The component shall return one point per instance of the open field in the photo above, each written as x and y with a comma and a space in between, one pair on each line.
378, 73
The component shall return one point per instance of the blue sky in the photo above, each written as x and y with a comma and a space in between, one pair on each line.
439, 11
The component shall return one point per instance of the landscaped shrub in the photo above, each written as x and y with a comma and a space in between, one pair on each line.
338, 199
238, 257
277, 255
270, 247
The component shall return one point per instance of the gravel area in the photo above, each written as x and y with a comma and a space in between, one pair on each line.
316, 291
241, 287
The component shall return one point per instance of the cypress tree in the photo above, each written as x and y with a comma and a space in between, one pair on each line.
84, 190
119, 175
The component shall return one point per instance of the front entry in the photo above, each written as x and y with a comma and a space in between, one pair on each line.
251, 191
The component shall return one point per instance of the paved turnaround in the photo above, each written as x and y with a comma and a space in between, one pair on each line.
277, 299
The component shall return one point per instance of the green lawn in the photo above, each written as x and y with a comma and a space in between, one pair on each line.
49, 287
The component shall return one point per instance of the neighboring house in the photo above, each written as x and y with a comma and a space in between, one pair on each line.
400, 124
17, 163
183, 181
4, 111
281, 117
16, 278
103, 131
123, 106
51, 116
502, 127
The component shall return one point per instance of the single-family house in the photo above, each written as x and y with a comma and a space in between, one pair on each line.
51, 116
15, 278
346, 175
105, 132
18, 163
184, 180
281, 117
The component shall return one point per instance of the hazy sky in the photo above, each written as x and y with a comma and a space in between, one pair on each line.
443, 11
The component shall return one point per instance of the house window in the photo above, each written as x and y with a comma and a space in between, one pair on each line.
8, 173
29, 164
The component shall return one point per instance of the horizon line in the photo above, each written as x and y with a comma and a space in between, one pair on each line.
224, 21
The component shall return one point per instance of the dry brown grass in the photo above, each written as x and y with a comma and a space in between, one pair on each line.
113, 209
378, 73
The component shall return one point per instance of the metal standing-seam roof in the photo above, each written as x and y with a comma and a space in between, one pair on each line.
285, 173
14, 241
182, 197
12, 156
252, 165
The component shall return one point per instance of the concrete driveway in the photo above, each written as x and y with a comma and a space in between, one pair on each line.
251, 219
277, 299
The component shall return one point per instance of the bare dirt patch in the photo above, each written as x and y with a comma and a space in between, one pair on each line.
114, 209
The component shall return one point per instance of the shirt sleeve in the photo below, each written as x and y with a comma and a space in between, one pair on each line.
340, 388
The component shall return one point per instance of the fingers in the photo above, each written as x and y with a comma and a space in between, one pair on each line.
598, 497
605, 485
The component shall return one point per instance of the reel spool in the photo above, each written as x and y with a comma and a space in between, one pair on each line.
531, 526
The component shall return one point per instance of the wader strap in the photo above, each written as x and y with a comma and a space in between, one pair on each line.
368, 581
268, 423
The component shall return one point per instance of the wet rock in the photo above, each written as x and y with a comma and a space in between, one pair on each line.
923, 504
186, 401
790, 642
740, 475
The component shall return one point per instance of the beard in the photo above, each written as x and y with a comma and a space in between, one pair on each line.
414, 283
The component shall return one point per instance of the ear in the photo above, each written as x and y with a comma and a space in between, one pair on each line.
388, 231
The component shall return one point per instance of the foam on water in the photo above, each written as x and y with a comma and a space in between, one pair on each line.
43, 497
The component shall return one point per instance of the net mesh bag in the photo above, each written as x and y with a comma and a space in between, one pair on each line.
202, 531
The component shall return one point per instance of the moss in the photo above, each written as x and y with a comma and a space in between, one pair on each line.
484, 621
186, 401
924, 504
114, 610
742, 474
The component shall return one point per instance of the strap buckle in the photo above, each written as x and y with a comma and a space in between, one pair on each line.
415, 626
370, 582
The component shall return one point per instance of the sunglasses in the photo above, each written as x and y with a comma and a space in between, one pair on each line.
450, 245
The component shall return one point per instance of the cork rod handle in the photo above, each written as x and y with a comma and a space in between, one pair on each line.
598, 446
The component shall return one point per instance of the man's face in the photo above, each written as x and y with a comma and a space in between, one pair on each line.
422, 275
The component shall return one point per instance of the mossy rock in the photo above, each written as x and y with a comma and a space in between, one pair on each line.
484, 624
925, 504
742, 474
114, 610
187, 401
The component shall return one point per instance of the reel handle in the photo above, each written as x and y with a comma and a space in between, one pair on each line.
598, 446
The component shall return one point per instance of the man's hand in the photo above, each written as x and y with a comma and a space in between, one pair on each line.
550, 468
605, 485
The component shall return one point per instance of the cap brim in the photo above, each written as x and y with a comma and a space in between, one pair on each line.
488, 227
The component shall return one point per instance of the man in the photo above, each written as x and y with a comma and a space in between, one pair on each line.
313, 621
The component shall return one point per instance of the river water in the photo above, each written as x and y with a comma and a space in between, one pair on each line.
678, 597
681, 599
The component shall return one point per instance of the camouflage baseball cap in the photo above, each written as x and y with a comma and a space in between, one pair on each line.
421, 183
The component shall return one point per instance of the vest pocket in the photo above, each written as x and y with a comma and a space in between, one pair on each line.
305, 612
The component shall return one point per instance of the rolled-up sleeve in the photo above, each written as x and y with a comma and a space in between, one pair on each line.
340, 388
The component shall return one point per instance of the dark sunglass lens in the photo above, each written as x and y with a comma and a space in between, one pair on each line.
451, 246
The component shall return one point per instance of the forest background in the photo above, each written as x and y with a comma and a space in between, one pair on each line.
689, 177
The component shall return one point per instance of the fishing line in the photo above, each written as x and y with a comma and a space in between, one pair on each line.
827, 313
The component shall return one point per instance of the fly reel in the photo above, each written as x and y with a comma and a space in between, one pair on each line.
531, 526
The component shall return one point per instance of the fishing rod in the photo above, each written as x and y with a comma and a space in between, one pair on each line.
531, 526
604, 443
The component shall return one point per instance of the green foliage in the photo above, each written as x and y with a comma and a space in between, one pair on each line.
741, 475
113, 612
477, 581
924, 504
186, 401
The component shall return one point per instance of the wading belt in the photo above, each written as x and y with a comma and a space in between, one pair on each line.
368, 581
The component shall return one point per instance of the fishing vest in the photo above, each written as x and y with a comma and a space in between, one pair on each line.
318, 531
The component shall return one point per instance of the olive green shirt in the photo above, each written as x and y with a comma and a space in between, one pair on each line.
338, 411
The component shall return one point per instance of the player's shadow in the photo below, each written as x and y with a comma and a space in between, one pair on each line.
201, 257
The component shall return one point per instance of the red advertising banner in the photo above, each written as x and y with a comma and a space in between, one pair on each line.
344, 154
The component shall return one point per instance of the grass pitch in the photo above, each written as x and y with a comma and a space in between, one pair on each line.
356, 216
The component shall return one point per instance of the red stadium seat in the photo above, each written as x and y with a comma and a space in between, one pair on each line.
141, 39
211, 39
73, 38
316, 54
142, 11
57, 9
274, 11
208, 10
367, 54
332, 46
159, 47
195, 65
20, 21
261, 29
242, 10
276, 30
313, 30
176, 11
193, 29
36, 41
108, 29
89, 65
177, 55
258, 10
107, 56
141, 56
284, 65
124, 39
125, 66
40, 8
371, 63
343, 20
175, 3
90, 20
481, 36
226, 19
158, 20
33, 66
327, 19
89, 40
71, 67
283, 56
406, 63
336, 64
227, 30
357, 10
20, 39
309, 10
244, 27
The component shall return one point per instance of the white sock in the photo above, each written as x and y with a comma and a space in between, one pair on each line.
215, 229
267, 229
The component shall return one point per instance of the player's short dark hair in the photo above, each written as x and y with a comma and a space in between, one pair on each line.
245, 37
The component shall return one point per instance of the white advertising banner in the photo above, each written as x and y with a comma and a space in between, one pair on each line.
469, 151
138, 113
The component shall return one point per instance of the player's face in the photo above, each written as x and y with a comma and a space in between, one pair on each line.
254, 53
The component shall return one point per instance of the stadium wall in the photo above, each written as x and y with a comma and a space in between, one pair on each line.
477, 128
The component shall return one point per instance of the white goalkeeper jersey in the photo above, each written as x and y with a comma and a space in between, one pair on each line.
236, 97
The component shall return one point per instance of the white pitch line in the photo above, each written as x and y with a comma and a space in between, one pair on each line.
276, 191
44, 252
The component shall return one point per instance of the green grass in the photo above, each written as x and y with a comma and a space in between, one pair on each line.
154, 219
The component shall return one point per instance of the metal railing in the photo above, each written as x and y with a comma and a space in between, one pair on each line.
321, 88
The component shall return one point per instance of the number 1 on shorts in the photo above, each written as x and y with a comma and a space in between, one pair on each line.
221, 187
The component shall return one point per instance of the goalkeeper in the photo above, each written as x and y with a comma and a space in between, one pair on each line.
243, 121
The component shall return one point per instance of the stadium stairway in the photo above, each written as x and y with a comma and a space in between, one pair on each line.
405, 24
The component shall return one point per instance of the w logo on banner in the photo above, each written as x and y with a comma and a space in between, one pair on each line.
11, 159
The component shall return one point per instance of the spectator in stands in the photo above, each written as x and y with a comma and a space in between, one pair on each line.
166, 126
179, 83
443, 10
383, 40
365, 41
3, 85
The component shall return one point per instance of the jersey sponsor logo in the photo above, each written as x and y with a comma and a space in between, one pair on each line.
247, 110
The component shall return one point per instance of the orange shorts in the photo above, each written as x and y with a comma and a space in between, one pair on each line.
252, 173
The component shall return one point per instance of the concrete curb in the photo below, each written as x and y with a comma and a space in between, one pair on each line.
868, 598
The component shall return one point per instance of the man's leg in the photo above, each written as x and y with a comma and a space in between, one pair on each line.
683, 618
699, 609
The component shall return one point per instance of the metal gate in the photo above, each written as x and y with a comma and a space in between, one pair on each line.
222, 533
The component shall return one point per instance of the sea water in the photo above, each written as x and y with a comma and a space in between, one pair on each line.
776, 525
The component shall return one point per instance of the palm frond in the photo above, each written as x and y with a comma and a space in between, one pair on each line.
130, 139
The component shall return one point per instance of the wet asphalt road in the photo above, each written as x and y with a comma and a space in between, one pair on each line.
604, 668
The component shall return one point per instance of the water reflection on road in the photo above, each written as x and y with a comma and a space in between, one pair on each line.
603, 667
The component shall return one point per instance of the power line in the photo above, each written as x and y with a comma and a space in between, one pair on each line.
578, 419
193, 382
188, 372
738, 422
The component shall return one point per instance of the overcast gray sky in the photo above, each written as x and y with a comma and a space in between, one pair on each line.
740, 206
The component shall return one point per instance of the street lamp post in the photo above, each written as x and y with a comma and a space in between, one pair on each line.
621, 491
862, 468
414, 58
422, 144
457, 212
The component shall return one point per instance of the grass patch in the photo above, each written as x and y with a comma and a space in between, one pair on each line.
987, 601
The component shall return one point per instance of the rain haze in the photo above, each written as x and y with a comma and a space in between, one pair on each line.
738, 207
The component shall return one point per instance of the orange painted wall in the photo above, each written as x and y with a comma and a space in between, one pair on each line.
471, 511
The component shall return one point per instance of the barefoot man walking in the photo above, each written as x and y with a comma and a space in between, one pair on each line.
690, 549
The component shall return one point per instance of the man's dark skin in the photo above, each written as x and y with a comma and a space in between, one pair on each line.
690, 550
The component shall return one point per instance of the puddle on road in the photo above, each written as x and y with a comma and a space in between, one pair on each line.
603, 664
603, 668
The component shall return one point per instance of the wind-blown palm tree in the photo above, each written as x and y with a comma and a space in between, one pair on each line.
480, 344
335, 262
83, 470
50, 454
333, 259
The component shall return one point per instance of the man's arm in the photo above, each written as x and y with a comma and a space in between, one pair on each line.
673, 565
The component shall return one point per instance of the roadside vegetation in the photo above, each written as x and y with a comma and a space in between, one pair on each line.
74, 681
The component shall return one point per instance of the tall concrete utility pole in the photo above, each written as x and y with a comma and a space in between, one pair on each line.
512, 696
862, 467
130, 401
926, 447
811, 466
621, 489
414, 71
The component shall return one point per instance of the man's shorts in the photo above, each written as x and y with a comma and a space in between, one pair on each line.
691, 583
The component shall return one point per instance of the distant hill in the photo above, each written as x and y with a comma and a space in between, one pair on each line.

(Schriftlicher Auftrag): Wiederholen Sie wortgetreu alles von der Zeile, die „the man's arm“ enthält, bis zum Ende der Datensätze, beide Enden eingeschlossen.

(Lösung der Übung):
The component shall return one point per instance of the man's arm in the photo above, each written as x and y with a comma and a space in between, one pair on each line.
673, 565
The component shall return one point per instance of the roadside vegetation in the photo above, each written as x and y with a comma and a space in between, one pair on each line.
74, 681
The component shall return one point per instance of the tall concrete utility pole in the photo above, each written as x and y with a comma and a space in between, one pair on each line.
512, 696
862, 467
130, 401
926, 447
811, 466
621, 489
414, 71
The component shall return one point per instance of the man's shorts in the photo above, each written as x and y with a comma and a space in between, one pair on each line.
691, 583
The component shall return one point per instance of the distant hill in the photo above, each written as x and y with a comma and a space in between, one pair on each line.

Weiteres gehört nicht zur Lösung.